[Provided material]
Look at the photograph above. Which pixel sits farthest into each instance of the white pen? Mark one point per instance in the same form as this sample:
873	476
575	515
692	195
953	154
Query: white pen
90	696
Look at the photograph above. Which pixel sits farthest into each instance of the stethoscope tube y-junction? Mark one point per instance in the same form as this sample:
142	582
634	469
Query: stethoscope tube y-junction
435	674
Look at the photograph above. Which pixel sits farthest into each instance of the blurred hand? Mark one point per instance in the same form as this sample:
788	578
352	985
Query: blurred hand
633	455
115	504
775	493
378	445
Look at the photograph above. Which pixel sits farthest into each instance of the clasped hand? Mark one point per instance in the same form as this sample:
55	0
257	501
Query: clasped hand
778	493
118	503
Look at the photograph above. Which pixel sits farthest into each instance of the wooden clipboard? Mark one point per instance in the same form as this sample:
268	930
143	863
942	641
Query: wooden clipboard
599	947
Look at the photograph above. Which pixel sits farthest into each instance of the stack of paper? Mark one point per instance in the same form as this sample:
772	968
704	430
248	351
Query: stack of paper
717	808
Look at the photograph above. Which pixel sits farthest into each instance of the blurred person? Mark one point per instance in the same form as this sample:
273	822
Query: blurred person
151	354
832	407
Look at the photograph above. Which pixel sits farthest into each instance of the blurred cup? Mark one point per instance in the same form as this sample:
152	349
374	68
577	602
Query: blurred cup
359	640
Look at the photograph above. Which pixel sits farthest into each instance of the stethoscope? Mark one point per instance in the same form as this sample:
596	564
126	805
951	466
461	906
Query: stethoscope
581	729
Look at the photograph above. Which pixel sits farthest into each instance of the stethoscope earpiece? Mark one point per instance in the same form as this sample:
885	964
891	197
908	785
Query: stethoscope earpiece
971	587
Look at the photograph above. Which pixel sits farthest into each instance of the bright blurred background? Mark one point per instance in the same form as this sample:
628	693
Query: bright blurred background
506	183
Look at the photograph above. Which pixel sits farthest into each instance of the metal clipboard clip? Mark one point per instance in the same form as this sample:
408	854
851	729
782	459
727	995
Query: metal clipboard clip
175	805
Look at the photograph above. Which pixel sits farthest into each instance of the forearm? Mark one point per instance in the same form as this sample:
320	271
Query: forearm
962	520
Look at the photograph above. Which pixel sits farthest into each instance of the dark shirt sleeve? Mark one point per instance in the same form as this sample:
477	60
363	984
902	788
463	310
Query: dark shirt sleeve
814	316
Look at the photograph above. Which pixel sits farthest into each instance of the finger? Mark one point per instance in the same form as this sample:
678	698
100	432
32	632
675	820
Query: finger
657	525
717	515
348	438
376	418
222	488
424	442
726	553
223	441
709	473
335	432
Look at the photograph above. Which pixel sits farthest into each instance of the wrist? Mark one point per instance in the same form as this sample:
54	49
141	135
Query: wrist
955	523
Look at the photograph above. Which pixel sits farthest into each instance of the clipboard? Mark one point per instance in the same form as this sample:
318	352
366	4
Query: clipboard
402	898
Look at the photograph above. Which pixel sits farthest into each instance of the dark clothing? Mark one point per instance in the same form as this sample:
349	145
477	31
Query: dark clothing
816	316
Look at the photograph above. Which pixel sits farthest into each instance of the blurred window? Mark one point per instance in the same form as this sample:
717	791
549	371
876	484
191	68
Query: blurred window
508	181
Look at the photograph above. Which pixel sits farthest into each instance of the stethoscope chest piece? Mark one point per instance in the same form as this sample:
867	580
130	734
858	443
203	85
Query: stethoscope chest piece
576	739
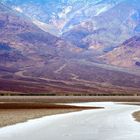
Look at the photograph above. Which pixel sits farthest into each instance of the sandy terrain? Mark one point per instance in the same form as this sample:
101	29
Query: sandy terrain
12	113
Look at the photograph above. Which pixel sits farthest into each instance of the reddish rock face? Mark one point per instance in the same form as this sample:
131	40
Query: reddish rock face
125	55
35	61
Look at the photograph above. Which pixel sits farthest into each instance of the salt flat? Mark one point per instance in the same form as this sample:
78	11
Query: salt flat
115	122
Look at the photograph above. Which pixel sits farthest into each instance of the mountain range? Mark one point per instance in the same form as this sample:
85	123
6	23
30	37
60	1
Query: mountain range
70	46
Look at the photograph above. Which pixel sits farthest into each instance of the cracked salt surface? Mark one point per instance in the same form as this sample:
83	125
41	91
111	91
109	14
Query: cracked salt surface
115	122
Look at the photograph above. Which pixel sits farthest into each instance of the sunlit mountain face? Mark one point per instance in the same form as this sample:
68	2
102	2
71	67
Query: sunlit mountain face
95	25
61	15
66	46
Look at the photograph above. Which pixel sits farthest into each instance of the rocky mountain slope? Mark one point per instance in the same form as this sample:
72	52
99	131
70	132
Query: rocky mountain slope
34	61
125	55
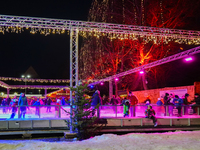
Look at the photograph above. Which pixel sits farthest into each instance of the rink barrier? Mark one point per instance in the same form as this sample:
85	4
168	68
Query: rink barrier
104	111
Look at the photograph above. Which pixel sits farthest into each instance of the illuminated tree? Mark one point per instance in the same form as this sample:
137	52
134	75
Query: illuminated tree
102	57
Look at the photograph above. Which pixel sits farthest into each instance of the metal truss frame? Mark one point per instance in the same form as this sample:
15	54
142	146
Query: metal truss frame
152	64
75	26
4	85
73	66
61	24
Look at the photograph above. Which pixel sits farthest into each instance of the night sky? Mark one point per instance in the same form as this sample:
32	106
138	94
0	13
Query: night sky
49	55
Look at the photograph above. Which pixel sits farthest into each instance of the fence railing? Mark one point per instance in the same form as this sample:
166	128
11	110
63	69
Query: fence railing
104	111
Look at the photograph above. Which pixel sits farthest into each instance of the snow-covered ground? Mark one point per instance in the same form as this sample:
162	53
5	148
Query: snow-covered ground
181	140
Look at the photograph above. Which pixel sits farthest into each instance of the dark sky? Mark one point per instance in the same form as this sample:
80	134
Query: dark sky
48	55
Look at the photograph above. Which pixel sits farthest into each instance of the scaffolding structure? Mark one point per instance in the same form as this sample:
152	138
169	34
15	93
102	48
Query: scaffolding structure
46	26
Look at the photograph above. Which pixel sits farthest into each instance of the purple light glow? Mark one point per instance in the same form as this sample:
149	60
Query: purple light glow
116	79
141	72
188	59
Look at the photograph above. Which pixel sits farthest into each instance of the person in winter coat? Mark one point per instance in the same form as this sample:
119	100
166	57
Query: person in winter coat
4	103
96	100
49	105
166	100
159	102
196	101
150	113
22	103
13	104
178	102
133	99
58	103
37	104
148	100
126	106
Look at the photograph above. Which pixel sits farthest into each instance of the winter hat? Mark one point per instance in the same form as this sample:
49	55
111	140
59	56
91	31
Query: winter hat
176	96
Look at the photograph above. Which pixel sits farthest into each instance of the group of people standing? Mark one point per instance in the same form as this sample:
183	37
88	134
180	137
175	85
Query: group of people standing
24	102
178	103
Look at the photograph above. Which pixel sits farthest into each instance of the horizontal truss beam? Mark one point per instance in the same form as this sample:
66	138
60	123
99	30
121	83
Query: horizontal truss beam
153	64
61	24
4	85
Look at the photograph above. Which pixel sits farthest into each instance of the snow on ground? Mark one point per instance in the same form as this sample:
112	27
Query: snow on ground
181	140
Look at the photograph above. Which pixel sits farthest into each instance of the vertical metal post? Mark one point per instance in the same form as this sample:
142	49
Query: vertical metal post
45	91
110	89
59	112
73	66
116	111
38	111
167	110
18	112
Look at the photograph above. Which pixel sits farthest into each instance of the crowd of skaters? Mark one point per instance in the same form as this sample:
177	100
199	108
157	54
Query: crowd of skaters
23	102
168	100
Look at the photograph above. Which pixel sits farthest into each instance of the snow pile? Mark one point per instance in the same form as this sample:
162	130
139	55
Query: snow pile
182	140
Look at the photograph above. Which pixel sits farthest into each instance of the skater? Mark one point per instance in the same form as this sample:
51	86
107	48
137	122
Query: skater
150	113
13	104
57	108
49	105
96	100
126	106
22	103
37	104
4	103
178	103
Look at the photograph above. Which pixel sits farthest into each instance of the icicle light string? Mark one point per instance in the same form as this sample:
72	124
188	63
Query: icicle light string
40	80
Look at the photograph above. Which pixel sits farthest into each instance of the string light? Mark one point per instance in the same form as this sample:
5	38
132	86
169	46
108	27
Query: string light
42	80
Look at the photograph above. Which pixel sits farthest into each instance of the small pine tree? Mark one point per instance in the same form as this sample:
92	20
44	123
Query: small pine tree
83	122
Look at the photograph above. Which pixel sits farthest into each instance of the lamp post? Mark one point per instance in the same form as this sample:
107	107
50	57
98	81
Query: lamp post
25	77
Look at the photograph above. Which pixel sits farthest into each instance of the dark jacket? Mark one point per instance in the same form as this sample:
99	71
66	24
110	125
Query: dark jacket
185	101
159	103
149	113
197	100
36	103
49	101
166	100
4	103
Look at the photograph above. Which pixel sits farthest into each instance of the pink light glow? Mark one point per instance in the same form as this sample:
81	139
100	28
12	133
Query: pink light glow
116	79
141	72
188	59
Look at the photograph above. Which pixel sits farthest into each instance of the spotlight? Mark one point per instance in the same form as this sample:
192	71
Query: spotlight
141	72
116	79
188	59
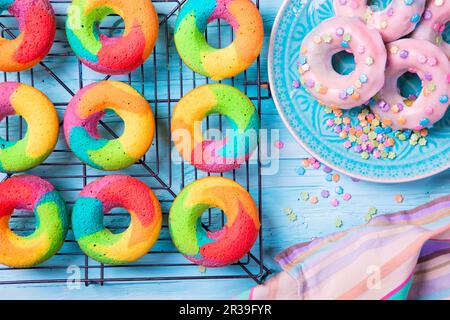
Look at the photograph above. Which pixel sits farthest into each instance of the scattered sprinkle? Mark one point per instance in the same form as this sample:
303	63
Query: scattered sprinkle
335	202
339	223
314	200
304	196
300	171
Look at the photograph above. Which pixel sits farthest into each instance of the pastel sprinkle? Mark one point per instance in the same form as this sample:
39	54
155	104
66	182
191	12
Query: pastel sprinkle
347	197
404	54
339	190
398	198
325	194
335	202
300	171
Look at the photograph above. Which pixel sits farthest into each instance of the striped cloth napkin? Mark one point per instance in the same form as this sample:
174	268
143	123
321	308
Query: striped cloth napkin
405	255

[Requirement]
Starting with the line that contains "of the scattered", write out each line through the end of the listing, exactly as it appears, and include nothing else.

[Final result]
Look at the photograph above. Which pixel sits farthest into each instance of the scattered sprinkle? Mark one point per instance in the same form as this sample:
303	63
Query: scattered sprinkle
335	202
339	223
314	200
304	196
300	171
Look at the photograph above. Which pixel sits farthest into each instance of the pastel sprinkle? Mark one point per instance in the same form as this sample:
39	54
155	104
66	182
191	12
Query: pastel sprinkle
347	197
404	54
339	190
398	198
325	194
335	202
300	171
Look at the photograph above. Which pixel sits farthest into each instance of the striped cloth napkin? Mark one point per instance in the same form as this sample:
174	268
143	123
321	308
Query: striped cloth napkin
405	255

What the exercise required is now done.